# start of GIVEN ENTRIES

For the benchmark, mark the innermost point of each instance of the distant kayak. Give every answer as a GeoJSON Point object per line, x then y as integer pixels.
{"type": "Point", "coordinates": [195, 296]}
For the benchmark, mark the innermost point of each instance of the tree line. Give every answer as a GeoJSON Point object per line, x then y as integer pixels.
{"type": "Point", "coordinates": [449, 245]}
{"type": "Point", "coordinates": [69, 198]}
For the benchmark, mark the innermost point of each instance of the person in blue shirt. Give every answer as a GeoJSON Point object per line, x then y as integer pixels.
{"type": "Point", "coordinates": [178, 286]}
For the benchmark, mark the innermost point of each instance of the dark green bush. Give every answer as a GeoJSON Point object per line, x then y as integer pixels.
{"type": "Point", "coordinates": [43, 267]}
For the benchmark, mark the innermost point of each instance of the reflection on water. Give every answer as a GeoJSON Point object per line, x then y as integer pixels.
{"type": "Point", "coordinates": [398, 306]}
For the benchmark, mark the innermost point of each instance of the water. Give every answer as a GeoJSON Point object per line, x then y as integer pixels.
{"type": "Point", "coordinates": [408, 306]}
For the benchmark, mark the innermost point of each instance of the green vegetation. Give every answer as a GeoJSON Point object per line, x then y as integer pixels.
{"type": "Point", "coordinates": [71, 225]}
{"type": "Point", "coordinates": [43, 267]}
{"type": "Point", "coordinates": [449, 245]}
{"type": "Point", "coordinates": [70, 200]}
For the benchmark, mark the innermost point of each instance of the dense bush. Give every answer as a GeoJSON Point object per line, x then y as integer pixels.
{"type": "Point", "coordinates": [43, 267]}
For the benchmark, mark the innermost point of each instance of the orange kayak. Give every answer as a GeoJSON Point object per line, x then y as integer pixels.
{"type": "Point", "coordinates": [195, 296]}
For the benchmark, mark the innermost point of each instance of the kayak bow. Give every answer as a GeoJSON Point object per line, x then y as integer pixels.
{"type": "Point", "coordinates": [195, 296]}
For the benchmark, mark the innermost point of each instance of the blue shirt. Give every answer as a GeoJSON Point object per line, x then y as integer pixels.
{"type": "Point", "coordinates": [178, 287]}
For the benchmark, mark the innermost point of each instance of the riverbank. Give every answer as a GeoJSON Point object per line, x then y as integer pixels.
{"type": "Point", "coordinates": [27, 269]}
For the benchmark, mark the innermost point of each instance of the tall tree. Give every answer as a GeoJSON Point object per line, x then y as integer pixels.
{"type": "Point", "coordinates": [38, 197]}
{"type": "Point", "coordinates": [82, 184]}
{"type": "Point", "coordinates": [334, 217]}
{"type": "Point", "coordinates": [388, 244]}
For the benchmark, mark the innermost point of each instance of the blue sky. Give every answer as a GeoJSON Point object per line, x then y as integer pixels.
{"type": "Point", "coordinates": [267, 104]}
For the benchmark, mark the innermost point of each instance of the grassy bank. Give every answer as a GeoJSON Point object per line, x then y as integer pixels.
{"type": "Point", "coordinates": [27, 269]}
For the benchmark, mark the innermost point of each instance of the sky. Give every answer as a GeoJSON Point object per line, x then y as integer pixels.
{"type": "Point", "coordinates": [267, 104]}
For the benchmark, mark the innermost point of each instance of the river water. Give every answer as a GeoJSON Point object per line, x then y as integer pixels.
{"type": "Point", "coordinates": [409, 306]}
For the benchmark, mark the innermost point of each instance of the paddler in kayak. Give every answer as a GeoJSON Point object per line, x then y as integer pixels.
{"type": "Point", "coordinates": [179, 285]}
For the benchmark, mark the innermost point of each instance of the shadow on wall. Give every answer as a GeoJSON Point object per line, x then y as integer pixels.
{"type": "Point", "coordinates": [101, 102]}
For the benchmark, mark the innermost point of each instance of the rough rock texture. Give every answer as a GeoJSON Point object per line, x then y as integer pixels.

# end of GIVEN ENTRIES

PROMPT ▸
Copy all the lines, exactly.

EXPECTED ANSWER ▸
For the benchmark, mark the innermost point of each instance of the distant kayak. Give every answer as a GeoJSON Point object per line, x then y as integer pixels.
{"type": "Point", "coordinates": [195, 296]}
For the benchmark, mark the innermost point of each instance of the tree line. Give every answer as a GeoJSON Point object per line, x then y as integer pixels.
{"type": "Point", "coordinates": [449, 245]}
{"type": "Point", "coordinates": [69, 198]}
For the benchmark, mark the innermost point of each instance of the person in blue shirt. Give every answer as a GeoJSON Point object per line, x then y as integer pixels.
{"type": "Point", "coordinates": [178, 286]}
For the benchmark, mark the innermost point of each instance of the dark green bush. Give every answer as a GeoJSON Point object per line, x then y as integer pixels.
{"type": "Point", "coordinates": [43, 267]}
For the benchmark, mark the innermost point of each instance of the reflection on water. Give every answer as a GeoJSON Point object per line, x then y as integer pixels.
{"type": "Point", "coordinates": [398, 306]}
For the benchmark, mark the innermost point of each instance of the water. Give every answer as a GeoJSON Point object per line, x then y as integer pixels.
{"type": "Point", "coordinates": [408, 306]}
For the benchmark, mark the innermost point of each instance of the green vegetation. Give every answer as a GeoJSON Point object per line, x then y as integer pixels.
{"type": "Point", "coordinates": [71, 225]}
{"type": "Point", "coordinates": [43, 267]}
{"type": "Point", "coordinates": [449, 245]}
{"type": "Point", "coordinates": [70, 200]}
For the benchmark, mark the innermost point of each instance of the dense bush. Give every answer as a GeoJSON Point object per line, x then y as integer pixels.
{"type": "Point", "coordinates": [43, 267]}
For the benchmark, mark the innermost point of each instance of the orange kayak. Give every answer as a GeoJSON Point object per line, x then y as integer pixels.
{"type": "Point", "coordinates": [195, 296]}
For the benchmark, mark the innermost point of each instance of the kayak bow. Give every answer as a GeoJSON Point object per line, x then y as integer pixels.
{"type": "Point", "coordinates": [195, 296]}
For the benchmark, mark the innermost point of each instance of the blue shirt. Give every answer as a GeoJSON Point object per line, x then y as integer pixels.
{"type": "Point", "coordinates": [178, 287]}
For the benchmark, mark the innermost point of each instance of the riverbank. Give every answer as a GeoJSON Point object per line, x then y as integer pixels.
{"type": "Point", "coordinates": [27, 269]}
For the benchmark, mark the innermost point of each instance of the tall tree. Give every answer as a GeoJSON Point object per line, x then y as integer pixels.
{"type": "Point", "coordinates": [38, 197]}
{"type": "Point", "coordinates": [82, 184]}
{"type": "Point", "coordinates": [334, 217]}
{"type": "Point", "coordinates": [388, 244]}
For the benchmark, mark the innermost point of each instance of the blue sky. Give every answer as a GeoJSON Point object per line, x then y as integer pixels.
{"type": "Point", "coordinates": [267, 104]}
For the benchmark, mark the innermost point of each instance of the grassy bank. Give every answer as a GeoJSON Point object per line, x then y as integer pixels.
{"type": "Point", "coordinates": [27, 269]}
For the benchmark, mark the innermost point of each instance of the sky. Give every answer as a GeoJSON Point object per line, x then y as integer pixels.
{"type": "Point", "coordinates": [267, 104]}
For the benchmark, mark the innermost point of each instance of the river water. Give every answer as a GeoJSON Point object per line, x then y as integer pixels.
{"type": "Point", "coordinates": [409, 306]}
For the benchmark, mark the innermost point of each instance of the paddler in kayak. Give every answer as a GeoJSON Point object per line, x then y as integer pixels.
{"type": "Point", "coordinates": [179, 285]}
For the benchmark, mark the innermost point of each instance of the shadow on wall. Give every answer as a GeoJSON Point object per line, x then y as integer pixels.
{"type": "Point", "coordinates": [101, 102]}
For the benchmark, mark the innermost point of each instance of the rough rock texture. Give every answer as a GeoJSON Point object per line, x then y as integer pixels.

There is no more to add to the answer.